EXTRAIT:

"""

Par Jean-Pierre Mbelu
Comme en 1960, les élites congolais(es) du statu quo ne sont pas prêtes à défendre les intérêts des Congolais(es) (les terres, les mers, les forêts, les matières premières stratégiques et la matière grise précieuse). Elles font comme si »Kabila est le mal congolais » était une idéologie. Or, elles tout comme leurs amis de »la kabilie » sont »les agents au service du néolibéralisme » et de son fondamentalisme du marché. Que les élections aient lieu un peu plus tôt ou un peu plus tard, ces élites évidées de toute capacité de pensée une idéologie alternative risquent de se succéder sans rien apporter de consistant aux masses populaires congolaises. Comme en 1960, elles n’ont pas été formées à des idéologies alternatives ; par exemple, à une économie solidaire.

"""

EXERCICE PROPOSÉ 1: Indiquez combien de lignes des enregistrements contiennent la chaîne « referee », en donnant uniquement ce nombre.
Le texte et les enregistrements constituent deux matériaux indépendants.

ENREGISTREMENTS FOURNIS:
"""

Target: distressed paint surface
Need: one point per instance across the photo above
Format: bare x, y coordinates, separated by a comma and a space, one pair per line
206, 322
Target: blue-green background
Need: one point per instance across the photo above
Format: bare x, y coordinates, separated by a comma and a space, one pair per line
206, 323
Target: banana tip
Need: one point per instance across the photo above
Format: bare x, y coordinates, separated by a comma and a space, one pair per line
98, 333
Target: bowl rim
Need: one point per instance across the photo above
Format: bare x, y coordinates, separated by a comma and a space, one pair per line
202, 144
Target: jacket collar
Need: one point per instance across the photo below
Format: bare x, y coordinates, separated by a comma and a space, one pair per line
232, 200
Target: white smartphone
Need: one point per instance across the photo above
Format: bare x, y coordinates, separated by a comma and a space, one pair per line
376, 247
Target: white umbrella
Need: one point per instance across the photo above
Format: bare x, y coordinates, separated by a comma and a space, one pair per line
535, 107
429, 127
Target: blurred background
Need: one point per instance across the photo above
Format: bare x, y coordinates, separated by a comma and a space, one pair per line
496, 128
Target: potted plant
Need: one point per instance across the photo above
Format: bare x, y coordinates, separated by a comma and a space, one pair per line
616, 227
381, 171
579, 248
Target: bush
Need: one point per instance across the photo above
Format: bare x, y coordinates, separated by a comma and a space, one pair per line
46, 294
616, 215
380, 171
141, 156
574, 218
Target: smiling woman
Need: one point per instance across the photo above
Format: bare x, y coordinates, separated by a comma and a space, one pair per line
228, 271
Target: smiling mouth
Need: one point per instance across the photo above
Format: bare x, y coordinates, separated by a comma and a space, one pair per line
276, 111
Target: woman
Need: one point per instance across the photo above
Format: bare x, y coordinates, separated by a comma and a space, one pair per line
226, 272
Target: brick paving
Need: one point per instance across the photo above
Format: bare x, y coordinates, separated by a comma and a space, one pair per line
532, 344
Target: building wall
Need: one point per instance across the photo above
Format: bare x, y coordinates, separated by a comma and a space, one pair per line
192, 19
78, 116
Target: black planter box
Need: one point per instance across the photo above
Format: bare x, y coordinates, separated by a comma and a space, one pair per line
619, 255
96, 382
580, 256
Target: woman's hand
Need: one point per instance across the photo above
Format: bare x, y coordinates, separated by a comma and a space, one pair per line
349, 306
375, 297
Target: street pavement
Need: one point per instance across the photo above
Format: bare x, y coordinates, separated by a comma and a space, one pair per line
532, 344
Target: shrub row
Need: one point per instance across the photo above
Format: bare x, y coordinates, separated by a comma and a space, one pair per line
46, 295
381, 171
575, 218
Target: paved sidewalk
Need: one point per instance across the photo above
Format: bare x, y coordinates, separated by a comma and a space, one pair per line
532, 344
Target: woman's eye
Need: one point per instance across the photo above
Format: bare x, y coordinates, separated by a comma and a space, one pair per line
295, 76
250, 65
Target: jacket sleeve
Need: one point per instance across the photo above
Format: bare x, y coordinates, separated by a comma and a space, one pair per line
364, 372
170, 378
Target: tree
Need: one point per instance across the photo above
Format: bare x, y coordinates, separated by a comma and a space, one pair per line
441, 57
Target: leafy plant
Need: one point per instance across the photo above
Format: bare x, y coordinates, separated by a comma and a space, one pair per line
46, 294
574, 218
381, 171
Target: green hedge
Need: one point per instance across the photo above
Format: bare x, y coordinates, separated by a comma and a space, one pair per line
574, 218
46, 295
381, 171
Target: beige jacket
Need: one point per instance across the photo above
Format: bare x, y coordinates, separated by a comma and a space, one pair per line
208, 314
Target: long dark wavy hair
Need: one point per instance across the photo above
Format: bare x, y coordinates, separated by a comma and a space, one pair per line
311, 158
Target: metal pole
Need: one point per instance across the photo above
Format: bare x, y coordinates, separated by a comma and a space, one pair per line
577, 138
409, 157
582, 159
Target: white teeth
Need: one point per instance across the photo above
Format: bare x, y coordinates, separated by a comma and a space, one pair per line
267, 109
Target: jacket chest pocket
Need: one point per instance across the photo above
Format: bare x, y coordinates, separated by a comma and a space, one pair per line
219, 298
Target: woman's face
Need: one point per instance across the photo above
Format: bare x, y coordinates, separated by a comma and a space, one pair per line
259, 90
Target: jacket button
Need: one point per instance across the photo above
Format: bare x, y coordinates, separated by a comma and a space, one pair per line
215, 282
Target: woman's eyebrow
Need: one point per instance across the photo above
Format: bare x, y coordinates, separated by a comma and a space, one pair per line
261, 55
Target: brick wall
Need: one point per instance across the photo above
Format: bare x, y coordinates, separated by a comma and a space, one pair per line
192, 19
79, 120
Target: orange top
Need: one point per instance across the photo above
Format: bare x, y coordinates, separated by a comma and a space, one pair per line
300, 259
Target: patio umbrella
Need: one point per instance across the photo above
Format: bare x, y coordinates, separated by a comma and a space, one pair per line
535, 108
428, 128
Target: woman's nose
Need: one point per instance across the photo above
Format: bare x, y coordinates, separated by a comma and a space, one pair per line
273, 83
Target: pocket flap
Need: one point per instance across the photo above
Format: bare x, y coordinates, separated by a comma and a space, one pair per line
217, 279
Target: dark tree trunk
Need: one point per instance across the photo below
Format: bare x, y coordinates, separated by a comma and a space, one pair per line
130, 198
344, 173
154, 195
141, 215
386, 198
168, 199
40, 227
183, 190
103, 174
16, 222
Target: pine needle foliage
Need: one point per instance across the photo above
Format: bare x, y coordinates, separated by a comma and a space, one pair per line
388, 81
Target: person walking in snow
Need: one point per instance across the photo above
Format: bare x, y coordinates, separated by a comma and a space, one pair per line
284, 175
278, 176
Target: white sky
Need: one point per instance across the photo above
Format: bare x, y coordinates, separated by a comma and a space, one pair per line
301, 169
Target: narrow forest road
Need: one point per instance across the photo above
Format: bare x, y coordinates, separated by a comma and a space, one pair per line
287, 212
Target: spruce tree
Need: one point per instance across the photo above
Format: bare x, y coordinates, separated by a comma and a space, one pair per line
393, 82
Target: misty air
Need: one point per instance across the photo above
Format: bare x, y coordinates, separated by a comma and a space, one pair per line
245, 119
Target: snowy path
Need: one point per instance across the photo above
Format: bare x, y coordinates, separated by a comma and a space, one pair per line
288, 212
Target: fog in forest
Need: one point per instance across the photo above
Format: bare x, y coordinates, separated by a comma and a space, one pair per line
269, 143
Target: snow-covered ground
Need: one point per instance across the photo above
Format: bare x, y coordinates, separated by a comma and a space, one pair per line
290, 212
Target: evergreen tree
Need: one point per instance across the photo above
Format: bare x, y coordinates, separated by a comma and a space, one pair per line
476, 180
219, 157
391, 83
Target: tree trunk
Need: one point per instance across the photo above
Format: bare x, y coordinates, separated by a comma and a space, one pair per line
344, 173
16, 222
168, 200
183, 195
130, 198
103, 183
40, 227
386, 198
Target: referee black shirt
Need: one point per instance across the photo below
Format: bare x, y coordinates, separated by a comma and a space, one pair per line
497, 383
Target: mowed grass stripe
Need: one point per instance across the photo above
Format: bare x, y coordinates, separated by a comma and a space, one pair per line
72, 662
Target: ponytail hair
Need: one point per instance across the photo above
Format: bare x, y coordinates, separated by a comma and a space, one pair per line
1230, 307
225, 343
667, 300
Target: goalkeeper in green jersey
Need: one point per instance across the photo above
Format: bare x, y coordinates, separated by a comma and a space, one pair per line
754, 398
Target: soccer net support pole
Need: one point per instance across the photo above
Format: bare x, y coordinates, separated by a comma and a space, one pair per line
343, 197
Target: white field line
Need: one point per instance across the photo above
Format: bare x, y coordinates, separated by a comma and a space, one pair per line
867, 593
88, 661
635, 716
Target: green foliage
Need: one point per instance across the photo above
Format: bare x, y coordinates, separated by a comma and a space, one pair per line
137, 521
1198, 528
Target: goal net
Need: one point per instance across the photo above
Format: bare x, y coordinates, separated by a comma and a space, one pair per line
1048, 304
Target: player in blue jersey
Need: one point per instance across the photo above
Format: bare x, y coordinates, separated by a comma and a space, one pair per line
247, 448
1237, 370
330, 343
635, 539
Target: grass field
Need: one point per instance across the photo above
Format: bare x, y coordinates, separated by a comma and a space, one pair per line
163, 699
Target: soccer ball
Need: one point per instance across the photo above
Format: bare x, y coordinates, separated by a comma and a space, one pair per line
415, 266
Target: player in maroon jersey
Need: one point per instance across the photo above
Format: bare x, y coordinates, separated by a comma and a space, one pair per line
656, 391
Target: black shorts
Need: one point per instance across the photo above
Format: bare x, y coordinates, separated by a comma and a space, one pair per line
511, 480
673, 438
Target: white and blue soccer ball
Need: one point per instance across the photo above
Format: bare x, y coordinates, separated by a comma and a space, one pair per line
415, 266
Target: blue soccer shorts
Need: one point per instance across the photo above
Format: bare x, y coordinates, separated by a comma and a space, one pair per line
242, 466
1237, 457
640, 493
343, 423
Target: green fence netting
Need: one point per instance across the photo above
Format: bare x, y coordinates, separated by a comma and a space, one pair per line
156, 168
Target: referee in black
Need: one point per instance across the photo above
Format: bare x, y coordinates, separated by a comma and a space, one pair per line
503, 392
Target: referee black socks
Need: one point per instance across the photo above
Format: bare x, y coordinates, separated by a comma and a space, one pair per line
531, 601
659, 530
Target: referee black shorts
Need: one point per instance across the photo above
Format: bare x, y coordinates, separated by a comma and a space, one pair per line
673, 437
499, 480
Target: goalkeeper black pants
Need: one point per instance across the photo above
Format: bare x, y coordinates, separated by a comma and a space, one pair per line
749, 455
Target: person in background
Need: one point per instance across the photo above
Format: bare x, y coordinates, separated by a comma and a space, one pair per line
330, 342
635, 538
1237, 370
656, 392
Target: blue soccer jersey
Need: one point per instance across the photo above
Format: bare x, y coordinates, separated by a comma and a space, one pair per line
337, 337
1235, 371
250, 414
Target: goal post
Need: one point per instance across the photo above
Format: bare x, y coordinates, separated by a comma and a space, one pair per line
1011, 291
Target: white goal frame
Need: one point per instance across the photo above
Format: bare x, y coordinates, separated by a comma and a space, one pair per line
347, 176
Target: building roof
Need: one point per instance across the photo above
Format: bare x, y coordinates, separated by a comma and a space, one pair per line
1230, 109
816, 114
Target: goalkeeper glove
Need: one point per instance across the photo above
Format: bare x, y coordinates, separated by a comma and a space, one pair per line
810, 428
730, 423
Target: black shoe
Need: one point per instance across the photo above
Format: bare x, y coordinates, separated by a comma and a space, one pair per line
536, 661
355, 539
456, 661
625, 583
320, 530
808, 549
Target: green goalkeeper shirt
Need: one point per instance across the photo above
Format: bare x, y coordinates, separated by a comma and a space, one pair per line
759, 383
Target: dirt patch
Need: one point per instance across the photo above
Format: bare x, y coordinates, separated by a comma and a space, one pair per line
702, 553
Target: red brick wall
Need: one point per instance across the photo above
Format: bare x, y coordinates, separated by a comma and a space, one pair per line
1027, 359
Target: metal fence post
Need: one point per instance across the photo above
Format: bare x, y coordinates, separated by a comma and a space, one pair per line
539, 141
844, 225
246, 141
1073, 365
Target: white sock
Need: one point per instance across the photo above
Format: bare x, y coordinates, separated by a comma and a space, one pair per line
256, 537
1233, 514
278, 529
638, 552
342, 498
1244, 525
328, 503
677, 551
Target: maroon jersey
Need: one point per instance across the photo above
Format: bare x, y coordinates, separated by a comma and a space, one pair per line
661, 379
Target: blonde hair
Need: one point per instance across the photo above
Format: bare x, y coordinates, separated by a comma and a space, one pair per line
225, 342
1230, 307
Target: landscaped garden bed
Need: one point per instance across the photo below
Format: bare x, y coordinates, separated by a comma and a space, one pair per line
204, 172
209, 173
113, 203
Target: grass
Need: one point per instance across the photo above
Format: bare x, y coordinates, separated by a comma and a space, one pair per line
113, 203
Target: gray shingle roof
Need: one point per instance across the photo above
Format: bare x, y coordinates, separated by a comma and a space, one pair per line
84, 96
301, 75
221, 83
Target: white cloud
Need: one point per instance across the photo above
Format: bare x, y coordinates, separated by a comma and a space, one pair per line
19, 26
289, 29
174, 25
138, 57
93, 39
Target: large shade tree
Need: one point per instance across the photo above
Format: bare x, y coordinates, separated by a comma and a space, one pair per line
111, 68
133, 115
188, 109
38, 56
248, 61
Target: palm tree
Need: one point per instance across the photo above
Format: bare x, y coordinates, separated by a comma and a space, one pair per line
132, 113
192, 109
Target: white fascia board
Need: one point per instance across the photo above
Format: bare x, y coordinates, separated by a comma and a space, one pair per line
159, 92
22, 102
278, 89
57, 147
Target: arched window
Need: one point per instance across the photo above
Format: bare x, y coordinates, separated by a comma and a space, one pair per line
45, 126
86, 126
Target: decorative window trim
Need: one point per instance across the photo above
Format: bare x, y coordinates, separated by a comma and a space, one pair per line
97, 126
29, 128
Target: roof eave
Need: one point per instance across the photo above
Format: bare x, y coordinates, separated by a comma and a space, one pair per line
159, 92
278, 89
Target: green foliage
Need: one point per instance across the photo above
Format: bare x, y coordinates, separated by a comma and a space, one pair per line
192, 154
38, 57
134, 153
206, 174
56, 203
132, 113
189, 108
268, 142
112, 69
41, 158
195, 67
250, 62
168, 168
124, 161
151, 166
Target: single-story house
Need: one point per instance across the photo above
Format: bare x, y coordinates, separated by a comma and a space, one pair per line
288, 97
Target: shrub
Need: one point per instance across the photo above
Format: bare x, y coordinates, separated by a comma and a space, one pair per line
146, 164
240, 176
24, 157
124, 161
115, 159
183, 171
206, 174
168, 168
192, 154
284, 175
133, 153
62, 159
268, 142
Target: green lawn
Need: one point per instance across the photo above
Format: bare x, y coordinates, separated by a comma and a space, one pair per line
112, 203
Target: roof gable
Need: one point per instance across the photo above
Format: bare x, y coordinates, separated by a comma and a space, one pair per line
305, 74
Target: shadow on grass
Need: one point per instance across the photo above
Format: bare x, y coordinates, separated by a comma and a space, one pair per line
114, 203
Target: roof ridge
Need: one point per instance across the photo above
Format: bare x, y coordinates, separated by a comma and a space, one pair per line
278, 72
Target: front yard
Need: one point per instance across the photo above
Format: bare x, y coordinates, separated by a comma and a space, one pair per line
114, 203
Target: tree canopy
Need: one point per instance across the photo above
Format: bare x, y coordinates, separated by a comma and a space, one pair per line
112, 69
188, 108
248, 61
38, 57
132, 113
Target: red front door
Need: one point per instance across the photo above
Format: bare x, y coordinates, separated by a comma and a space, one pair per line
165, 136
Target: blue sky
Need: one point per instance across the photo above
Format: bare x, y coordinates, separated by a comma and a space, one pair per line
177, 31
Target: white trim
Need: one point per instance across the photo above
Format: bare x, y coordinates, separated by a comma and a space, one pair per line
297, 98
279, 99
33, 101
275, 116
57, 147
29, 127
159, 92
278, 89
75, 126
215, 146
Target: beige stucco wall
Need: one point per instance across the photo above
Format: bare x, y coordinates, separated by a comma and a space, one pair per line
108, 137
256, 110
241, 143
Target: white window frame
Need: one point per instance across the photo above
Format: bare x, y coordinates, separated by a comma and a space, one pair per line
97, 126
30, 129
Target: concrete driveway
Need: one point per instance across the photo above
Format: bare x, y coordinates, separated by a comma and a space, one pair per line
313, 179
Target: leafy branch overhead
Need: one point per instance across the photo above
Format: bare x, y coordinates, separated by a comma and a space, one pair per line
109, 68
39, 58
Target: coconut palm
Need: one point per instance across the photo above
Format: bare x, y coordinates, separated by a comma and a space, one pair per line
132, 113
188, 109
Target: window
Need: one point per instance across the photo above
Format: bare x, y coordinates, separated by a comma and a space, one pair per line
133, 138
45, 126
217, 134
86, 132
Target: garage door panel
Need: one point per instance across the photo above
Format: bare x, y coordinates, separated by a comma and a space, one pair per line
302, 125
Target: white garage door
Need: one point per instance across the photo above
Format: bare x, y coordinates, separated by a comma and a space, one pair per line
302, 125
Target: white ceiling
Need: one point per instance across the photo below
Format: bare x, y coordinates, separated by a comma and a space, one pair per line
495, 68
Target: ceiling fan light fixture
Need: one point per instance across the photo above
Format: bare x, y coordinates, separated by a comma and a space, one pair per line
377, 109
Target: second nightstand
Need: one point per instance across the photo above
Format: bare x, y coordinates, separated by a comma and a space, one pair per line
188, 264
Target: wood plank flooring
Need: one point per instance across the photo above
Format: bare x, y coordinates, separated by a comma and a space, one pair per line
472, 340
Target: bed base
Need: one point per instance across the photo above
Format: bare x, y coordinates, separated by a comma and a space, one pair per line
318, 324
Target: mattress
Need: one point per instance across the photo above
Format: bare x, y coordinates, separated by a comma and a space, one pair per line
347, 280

"""

EXERCICE PROPOSÉ 2: Poursuivez le texte sur les élites congolaises et le néolibéralisme à la suite de sa dernière phrase.

BONNE RÉPONSE 1: 4

BONNE RÉPONSE 2:
Quand le Congo-Kinshasa accède à son indépendance formelle le 30 juin 1960, l’une des remarques formulée à l’endroit de la Métropole est de n’avoir pas pris le temps de former les élites capables de gérer par eux-mêmes leur pays. Avec un peu de recul, cette remarque peut être revue et corrigée.Comment pouvait-il être possible, à une force conquérante et colonialiste, de préparer des élites de substitution ? Cela d’autant plus qu’elle n’avait aucune intention d’abandonner sa colonie.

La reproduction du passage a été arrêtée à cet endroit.